#### [RECORDS FOR PROCESSING]
——————

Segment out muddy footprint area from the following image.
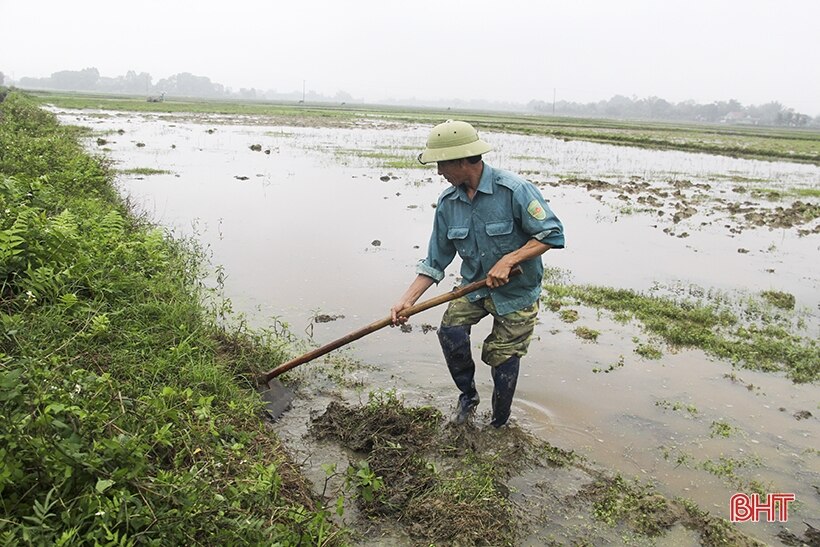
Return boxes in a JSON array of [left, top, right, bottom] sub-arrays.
[[292, 390, 764, 546]]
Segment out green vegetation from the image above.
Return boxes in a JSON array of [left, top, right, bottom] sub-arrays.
[[574, 326, 600, 341], [700, 456, 766, 496], [748, 187, 820, 201], [760, 290, 796, 310], [117, 167, 173, 176], [634, 340, 663, 360], [0, 92, 340, 544], [656, 400, 699, 416], [558, 308, 579, 323], [543, 282, 819, 383], [29, 90, 355, 123], [592, 355, 625, 374], [584, 474, 677, 537], [333, 148, 424, 169], [710, 421, 738, 438], [30, 91, 820, 165]]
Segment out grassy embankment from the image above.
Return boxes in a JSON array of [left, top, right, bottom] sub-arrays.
[[0, 90, 342, 544], [29, 90, 820, 166]]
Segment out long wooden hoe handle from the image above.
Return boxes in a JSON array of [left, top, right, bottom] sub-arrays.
[[261, 268, 522, 382]]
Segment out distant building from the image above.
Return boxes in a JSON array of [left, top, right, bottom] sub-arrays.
[[722, 111, 758, 125]]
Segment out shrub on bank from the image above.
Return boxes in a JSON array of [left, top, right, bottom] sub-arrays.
[[0, 92, 340, 545]]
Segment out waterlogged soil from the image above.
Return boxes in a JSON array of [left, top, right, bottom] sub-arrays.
[[55, 106, 820, 546]]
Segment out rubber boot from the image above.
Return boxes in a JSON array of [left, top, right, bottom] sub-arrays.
[[438, 325, 479, 424], [490, 356, 520, 428]]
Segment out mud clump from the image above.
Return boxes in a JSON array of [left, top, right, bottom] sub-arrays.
[[313, 314, 344, 323], [310, 392, 536, 545], [793, 409, 812, 420]]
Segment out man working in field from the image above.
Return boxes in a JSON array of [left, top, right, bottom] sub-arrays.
[[391, 120, 564, 427]]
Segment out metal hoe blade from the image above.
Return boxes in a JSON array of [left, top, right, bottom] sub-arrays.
[[260, 379, 296, 420]]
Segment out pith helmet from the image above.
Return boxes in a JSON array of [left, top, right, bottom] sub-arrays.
[[417, 120, 492, 164]]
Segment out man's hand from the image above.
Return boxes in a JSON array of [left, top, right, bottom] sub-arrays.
[[390, 275, 436, 325], [390, 299, 415, 325], [486, 240, 552, 289], [486, 257, 516, 288]]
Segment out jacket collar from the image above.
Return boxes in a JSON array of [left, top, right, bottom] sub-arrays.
[[447, 163, 494, 202]]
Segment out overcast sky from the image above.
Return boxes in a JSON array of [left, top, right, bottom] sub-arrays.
[[2, 0, 819, 114]]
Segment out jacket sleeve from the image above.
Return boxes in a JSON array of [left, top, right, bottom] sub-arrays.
[[416, 205, 456, 282], [514, 182, 565, 248]]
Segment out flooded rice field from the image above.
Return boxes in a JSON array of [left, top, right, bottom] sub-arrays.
[[59, 108, 818, 545]]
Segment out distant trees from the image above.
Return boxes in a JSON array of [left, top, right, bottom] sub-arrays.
[[21, 67, 101, 91], [17, 67, 227, 98], [527, 95, 814, 126], [154, 72, 225, 97]]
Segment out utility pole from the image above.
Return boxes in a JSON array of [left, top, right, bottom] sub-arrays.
[[302, 80, 306, 103], [552, 88, 556, 116]]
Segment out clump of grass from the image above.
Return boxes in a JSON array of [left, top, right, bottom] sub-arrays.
[[793, 187, 820, 198], [574, 326, 600, 341], [656, 400, 699, 415], [118, 167, 173, 176], [760, 290, 795, 310], [559, 308, 579, 323], [582, 475, 678, 537], [709, 420, 737, 438], [635, 341, 663, 359], [593, 355, 625, 374]]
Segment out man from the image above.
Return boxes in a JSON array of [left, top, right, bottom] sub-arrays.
[[391, 120, 564, 427]]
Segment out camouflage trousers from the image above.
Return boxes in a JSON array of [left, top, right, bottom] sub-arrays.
[[440, 296, 539, 367]]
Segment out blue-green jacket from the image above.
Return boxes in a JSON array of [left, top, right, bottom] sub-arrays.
[[417, 163, 564, 315]]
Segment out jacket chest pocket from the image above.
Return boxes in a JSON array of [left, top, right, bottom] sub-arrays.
[[485, 220, 517, 252], [447, 226, 473, 257]]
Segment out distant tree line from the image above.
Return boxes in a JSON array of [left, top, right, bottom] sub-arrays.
[[527, 95, 817, 127], [7, 67, 817, 126], [16, 67, 228, 98], [11, 67, 351, 104]]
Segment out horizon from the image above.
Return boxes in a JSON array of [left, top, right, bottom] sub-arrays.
[[10, 67, 817, 120]]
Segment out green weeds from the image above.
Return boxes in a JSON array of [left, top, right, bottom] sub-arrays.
[[656, 400, 699, 415], [117, 167, 173, 176], [709, 420, 738, 438], [574, 326, 600, 341], [760, 290, 795, 310], [542, 281, 819, 382], [583, 474, 677, 537], [0, 92, 340, 545]]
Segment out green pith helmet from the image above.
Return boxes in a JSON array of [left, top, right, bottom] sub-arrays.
[[417, 120, 492, 164]]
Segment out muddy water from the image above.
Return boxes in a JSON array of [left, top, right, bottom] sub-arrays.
[[60, 108, 819, 545]]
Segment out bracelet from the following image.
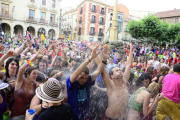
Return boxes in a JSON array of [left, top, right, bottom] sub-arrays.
[[88, 58, 91, 62], [24, 60, 32, 67], [102, 60, 107, 65]]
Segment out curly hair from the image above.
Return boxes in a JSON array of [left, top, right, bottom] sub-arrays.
[[136, 72, 152, 88]]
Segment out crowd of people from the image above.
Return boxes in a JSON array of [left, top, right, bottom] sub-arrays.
[[0, 35, 180, 120]]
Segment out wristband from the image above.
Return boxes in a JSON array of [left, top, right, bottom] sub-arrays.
[[88, 58, 91, 62], [24, 60, 32, 67], [102, 60, 107, 65]]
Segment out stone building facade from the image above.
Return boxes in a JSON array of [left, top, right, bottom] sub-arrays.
[[0, 0, 61, 39]]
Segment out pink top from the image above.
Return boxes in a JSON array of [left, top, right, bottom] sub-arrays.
[[162, 73, 180, 103], [11, 80, 36, 117]]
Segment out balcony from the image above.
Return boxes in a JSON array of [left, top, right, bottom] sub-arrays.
[[78, 32, 81, 35], [122, 38, 128, 41], [0, 0, 12, 3], [74, 27, 77, 31], [124, 29, 128, 32], [49, 21, 58, 26], [91, 8, 97, 13], [98, 33, 104, 36], [79, 20, 82, 24], [26, 17, 37, 23], [110, 17, 112, 20], [0, 13, 12, 19], [100, 11, 105, 15], [90, 19, 96, 23], [38, 19, 48, 24], [89, 32, 95, 36], [99, 21, 105, 25]]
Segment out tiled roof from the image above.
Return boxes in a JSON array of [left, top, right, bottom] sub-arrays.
[[154, 9, 180, 18], [123, 17, 132, 22]]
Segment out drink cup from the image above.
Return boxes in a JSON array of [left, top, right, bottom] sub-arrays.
[[3, 112, 9, 120], [28, 109, 35, 115]]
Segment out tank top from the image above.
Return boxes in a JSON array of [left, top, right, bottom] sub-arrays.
[[11, 80, 36, 117], [0, 93, 7, 119]]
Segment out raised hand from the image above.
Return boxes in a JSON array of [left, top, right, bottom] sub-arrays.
[[35, 47, 46, 59], [0, 45, 5, 52], [85, 43, 95, 50], [155, 93, 164, 102], [9, 80, 16, 87], [102, 45, 109, 61], [129, 43, 133, 51], [51, 44, 56, 52], [90, 45, 100, 60], [6, 50, 17, 57], [56, 46, 61, 55], [56, 71, 64, 77]]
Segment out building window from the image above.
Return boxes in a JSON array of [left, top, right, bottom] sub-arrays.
[[52, 0, 55, 8], [78, 27, 81, 35], [100, 8, 104, 14], [40, 12, 45, 21], [118, 16, 120, 19], [90, 27, 95, 35], [99, 17, 104, 24], [30, 0, 34, 2], [42, 0, 46, 5], [29, 9, 35, 19], [89, 37, 94, 42], [50, 14, 55, 22], [175, 17, 179, 23], [98, 28, 104, 36], [91, 15, 96, 23], [80, 7, 83, 14], [110, 23, 112, 28], [91, 5, 96, 12], [125, 25, 128, 31], [110, 13, 113, 20], [125, 34, 127, 40], [1, 4, 9, 16]]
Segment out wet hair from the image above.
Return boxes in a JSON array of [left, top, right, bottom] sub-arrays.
[[146, 66, 155, 76], [109, 56, 114, 60], [109, 67, 115, 79], [136, 72, 152, 88], [5, 57, 19, 78], [173, 63, 180, 72], [159, 67, 170, 76], [47, 55, 52, 61], [146, 82, 160, 98], [36, 73, 46, 83], [136, 66, 141, 70], [24, 66, 37, 78], [83, 67, 89, 75], [37, 59, 48, 69]]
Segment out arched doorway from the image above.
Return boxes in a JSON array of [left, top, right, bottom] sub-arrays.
[[27, 26, 35, 36], [1, 23, 11, 35], [48, 29, 55, 39], [14, 25, 23, 36], [38, 28, 46, 38]]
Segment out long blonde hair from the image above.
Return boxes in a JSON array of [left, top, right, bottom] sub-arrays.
[[147, 82, 160, 98]]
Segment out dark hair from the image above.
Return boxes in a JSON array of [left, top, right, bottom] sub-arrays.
[[109, 67, 115, 79], [83, 67, 89, 74], [173, 63, 180, 72], [109, 56, 114, 60], [5, 57, 19, 78], [136, 72, 152, 87], [37, 59, 48, 69], [36, 73, 46, 83], [146, 66, 155, 76], [47, 55, 52, 61], [24, 66, 37, 78], [160, 67, 170, 76], [136, 66, 141, 70]]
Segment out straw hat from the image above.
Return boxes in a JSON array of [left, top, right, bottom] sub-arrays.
[[36, 79, 64, 103], [0, 80, 9, 90]]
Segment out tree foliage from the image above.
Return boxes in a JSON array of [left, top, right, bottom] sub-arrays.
[[127, 13, 180, 44]]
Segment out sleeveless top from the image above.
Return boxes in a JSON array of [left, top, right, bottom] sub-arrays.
[[11, 80, 36, 117], [155, 74, 162, 83], [0, 92, 7, 119], [129, 88, 144, 113]]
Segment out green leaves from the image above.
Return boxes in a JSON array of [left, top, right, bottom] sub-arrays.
[[128, 13, 180, 45]]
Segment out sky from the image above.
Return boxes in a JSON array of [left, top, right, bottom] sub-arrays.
[[61, 0, 180, 12]]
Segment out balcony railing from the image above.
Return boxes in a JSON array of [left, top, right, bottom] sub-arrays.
[[0, 13, 12, 19], [100, 11, 105, 15], [110, 17, 112, 20], [38, 19, 48, 24], [49, 21, 58, 26], [98, 33, 104, 36], [124, 29, 128, 32], [80, 9, 83, 14], [79, 20, 82, 24], [89, 32, 95, 36], [99, 21, 105, 25], [78, 32, 81, 35], [26, 17, 37, 23], [90, 19, 96, 23], [91, 8, 97, 13]]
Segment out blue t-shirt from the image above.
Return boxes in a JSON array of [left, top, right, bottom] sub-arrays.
[[66, 75, 95, 120]]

——————

#### [PROBLEM DETAILS]
Lines in the data that hold "long" must be located and copied.

#### [OUTPUT BELOW]
Segment out long wooden hoe handle from the image above.
Segment out long blonde hair from the image above.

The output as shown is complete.